=== Exercise text ===

Now, I was confused. One minute I was being told they’d be treating me with medications, because my heart wasn’t that bad (I guess), and the next day, medical personnel are rushing me into surgery for a stent. What did I miss? How did I get lost? Or…was it even me?” While doing the Stent Placement and Heart Cath, Dr. Sandu stopped the procedure to come talk to me. He apologized for not thinking my chest pains weren’t so bad. He thought I was making this stuff up. Now, I ask you, who would make it up??? He did apologize again and told me that I needed bypass surgery…now! He called the Cardiovascular Surgeon, Dr. Poierer and they decided to wait 4 days to get the plavix out of my system.

===

#### [Task details]
Continue the first-person account of the stent procedure and the bypass surgery decision, picking up after its final sentence.

=== Recorded data ===

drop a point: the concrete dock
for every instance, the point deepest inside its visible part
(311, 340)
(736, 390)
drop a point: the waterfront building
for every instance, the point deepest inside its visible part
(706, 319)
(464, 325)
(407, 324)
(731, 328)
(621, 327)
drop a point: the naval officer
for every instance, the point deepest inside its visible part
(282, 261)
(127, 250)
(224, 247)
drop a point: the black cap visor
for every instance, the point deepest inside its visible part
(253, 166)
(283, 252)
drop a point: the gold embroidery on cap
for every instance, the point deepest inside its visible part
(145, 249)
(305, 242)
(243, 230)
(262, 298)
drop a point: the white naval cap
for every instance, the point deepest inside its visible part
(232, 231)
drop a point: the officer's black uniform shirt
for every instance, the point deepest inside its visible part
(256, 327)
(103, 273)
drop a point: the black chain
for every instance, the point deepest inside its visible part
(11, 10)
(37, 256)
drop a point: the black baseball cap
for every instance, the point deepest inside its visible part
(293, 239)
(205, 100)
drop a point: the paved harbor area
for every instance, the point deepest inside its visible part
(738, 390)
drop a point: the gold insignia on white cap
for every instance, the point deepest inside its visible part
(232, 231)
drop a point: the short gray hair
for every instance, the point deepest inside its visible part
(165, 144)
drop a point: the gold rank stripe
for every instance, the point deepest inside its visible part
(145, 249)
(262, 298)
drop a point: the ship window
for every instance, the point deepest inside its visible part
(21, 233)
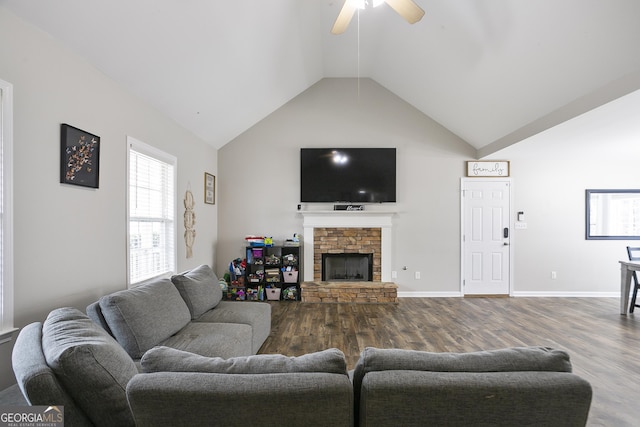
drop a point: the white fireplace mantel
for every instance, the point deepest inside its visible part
(348, 219)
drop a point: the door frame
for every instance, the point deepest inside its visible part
(463, 181)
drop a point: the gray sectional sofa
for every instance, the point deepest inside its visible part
(507, 387)
(187, 313)
(70, 361)
(169, 353)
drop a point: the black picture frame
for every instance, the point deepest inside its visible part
(79, 157)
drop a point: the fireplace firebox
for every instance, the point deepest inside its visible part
(347, 267)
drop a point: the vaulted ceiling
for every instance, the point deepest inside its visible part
(491, 71)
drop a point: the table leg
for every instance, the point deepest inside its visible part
(625, 287)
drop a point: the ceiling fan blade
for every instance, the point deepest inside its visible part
(344, 17)
(410, 11)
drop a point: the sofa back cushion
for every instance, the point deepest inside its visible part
(142, 317)
(90, 365)
(165, 359)
(199, 288)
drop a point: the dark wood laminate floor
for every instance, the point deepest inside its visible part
(604, 345)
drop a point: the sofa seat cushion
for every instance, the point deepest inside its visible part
(143, 317)
(90, 365)
(199, 288)
(256, 314)
(212, 339)
(36, 379)
(159, 359)
(421, 398)
(501, 360)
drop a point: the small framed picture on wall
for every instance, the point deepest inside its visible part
(79, 157)
(209, 189)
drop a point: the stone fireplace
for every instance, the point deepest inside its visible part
(347, 267)
(346, 243)
(348, 234)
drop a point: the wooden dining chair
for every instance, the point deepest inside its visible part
(634, 255)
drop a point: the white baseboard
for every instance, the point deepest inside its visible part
(428, 294)
(515, 294)
(567, 294)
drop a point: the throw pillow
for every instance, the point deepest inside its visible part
(161, 359)
(199, 288)
(90, 365)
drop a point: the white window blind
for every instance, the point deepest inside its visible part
(6, 211)
(152, 235)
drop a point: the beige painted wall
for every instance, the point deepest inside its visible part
(550, 171)
(259, 186)
(70, 242)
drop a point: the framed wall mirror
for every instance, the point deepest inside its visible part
(612, 214)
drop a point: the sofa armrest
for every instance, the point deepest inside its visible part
(418, 398)
(304, 399)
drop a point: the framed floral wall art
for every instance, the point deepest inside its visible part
(79, 157)
(209, 189)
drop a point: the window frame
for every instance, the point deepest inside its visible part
(148, 150)
(6, 212)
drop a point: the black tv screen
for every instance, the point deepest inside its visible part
(352, 175)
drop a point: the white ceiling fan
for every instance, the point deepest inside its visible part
(410, 11)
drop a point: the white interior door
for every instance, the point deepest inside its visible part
(486, 237)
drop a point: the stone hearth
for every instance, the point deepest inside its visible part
(357, 292)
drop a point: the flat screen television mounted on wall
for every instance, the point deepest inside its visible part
(348, 175)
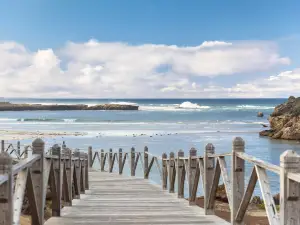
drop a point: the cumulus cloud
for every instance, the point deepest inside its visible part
(97, 69)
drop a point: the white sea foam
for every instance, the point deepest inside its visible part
(123, 103)
(254, 107)
(69, 120)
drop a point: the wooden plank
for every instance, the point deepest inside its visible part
(247, 197)
(180, 174)
(132, 162)
(270, 206)
(237, 178)
(32, 198)
(146, 160)
(259, 162)
(192, 175)
(214, 187)
(122, 200)
(36, 172)
(159, 170)
(225, 179)
(6, 190)
(150, 166)
(172, 172)
(19, 193)
(289, 189)
(209, 165)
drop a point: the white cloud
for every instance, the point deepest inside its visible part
(95, 69)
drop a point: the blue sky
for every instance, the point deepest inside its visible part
(52, 28)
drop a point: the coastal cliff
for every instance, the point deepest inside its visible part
(285, 121)
(6, 106)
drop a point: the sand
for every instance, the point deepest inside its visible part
(21, 135)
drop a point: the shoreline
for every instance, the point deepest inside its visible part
(21, 135)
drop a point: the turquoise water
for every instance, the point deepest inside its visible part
(161, 125)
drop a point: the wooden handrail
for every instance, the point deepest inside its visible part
(209, 168)
(32, 176)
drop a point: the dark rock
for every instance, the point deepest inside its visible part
(285, 121)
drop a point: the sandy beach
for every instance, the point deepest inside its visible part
(22, 135)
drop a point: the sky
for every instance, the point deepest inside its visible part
(149, 48)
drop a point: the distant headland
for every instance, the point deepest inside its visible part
(7, 106)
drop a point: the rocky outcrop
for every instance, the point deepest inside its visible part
(6, 106)
(285, 121)
(260, 114)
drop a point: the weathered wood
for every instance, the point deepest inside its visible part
(6, 190)
(18, 149)
(237, 178)
(120, 161)
(247, 197)
(172, 172)
(126, 200)
(164, 171)
(289, 189)
(180, 174)
(259, 162)
(136, 161)
(132, 162)
(69, 165)
(20, 186)
(209, 165)
(57, 169)
(192, 175)
(77, 172)
(124, 161)
(270, 206)
(214, 187)
(36, 172)
(2, 146)
(146, 162)
(110, 161)
(90, 156)
(150, 166)
(226, 179)
(82, 172)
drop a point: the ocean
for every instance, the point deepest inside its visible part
(164, 125)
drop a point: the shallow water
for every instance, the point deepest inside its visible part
(160, 125)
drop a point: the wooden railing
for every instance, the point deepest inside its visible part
(64, 172)
(208, 169)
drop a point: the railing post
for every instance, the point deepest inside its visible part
(90, 158)
(69, 172)
(132, 161)
(180, 174)
(77, 172)
(110, 158)
(146, 162)
(172, 172)
(237, 177)
(192, 174)
(18, 148)
(120, 161)
(209, 165)
(56, 201)
(6, 190)
(164, 171)
(2, 146)
(38, 148)
(86, 179)
(102, 160)
(26, 152)
(289, 190)
(82, 172)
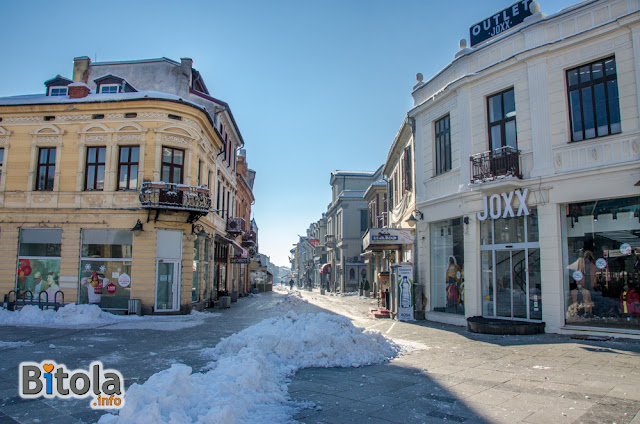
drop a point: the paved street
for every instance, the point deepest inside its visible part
(451, 376)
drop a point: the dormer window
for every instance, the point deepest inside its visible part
(58, 91)
(109, 88)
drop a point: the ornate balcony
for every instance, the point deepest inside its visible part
(495, 164)
(160, 196)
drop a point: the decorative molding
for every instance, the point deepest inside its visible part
(74, 117)
(24, 119)
(174, 139)
(129, 137)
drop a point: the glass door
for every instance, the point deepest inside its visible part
(511, 283)
(167, 285)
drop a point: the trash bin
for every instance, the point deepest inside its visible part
(135, 307)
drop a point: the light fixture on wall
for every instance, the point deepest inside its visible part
(412, 220)
(137, 229)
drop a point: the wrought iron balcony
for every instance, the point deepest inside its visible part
(180, 197)
(495, 164)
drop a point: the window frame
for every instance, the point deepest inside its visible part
(441, 168)
(172, 165)
(59, 87)
(503, 120)
(47, 165)
(97, 165)
(591, 84)
(128, 164)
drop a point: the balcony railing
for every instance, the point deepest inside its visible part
(495, 164)
(181, 197)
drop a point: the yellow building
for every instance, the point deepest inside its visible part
(82, 169)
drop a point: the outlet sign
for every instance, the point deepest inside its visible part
(500, 22)
(500, 205)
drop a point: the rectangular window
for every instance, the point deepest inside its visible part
(109, 88)
(128, 167)
(364, 220)
(46, 168)
(447, 266)
(172, 165)
(593, 100)
(39, 262)
(58, 91)
(105, 267)
(408, 171)
(94, 176)
(443, 145)
(502, 120)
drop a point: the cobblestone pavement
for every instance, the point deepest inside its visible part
(455, 376)
(458, 376)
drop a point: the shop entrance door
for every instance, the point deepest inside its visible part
(511, 283)
(167, 285)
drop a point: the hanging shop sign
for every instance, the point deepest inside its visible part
(500, 22)
(405, 293)
(499, 205)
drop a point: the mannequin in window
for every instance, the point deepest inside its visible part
(452, 278)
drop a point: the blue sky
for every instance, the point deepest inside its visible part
(314, 86)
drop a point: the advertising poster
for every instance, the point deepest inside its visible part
(405, 293)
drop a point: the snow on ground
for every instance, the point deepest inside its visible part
(81, 316)
(248, 380)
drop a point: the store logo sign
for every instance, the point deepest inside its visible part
(493, 206)
(50, 380)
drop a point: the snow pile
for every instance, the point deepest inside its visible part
(70, 314)
(247, 383)
(290, 301)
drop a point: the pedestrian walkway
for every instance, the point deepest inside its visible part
(458, 376)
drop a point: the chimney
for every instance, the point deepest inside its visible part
(78, 90)
(81, 69)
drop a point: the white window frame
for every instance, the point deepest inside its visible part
(59, 87)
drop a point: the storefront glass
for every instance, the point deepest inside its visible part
(105, 268)
(602, 263)
(447, 266)
(510, 264)
(39, 262)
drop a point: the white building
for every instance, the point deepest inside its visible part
(527, 169)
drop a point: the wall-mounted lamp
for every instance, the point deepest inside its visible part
(137, 229)
(412, 220)
(198, 230)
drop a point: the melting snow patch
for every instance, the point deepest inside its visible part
(247, 381)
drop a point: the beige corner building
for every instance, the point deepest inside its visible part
(111, 188)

===

#### [Answer section]
I couldn’t believe it! How could this have happened so fast? But, it hadn’t happened that fast. No indeed! This had been going on for years! As I lay there facing open heart surgery, thoughts gone from no one caring about my chest pains, through being accused to being hysterical over “nothing” of suffering through stent surgeries and swallowing or being injected with at least a warehouse-full of medications---and, all the time, being led to believe that the medical experts were “working on it” only to end up once more in a hospital bed, but this time facing Open Heart Surgery. Now I am starting to get both frightened and angry. I’m frightened over the surgery, but angry that no one caught the fact that I had 2 occlusions at 100% and 3 occlusions at over 50%. If someone had just cared enough to check me out, I could have avoided the open heart surgery. For that matter, I could have avoided the heart attack that brought all this to the light. I could have been a normal healthy grandma and had a perfectly normal life. I have lost so much time, I have spent so much time being frightened. Why did this happen to me? Why wasn’t it caught?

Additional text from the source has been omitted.